§ **Text section**:
# # # #
Home | About | Sematext search-lucene.com search-hadoop.com
 Search Hadoop and all its subprojects:

Switch to Plain View
Flume, mail # user - performance


+
Nathaniel Auvil 2012-11-07, 18:48
+
Hari Shreedharan 2012-11-07, 19:03
+
Nathaniel Auvil 2012-11-07, 19:08
Copy link to this message
-
Re: performance
Hari Shreedharan 2012-11-07, 19:18
The channel is a passive component. It has no notion of blocking. All the Flume channels support multiple transactions happening simultaneously - and none of these transactions block. If a channel has no events to return, the take() method will simply return null. Multiple sinks can pull events out of the same channel and none of them would block. When there are no events available, the take() method returns null, and if the sink did not get any events at all in that transaction, then the sink's process method should return BACKOFF, so that the sink runner will wait for a few seconds before calling the process method again.
# # # #
§ **Rows**:

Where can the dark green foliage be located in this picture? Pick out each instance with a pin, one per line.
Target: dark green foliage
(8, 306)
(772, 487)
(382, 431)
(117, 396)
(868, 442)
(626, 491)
# # # #
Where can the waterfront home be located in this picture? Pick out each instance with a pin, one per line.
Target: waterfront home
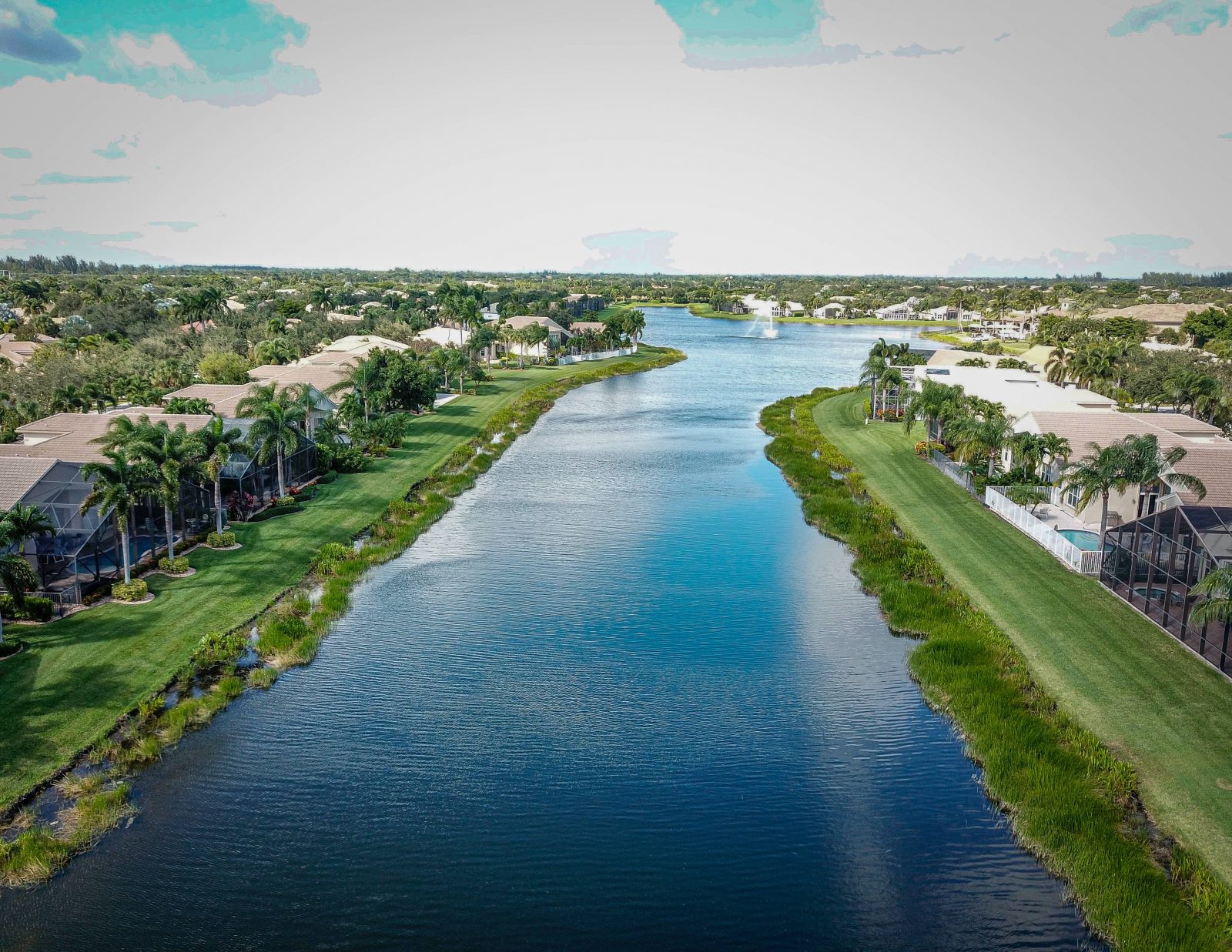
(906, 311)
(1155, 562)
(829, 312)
# # # #
§ **What the exercise asks**: Summarize the Flume mailing-list reply about channel behavior in two sentences. The records have no connection to the text.

§ **Full solution**: A Flume channel is a passive component with no notion of blocking, and all Flume channels support multiple simultaneous transactions, none of which block, so several sinks can pull events from the same channel. When no events are available, take() returns null, and if a sink got no events in a transaction, its process method should return BACKOFF so the sink runner waits a few seconds before calling it again.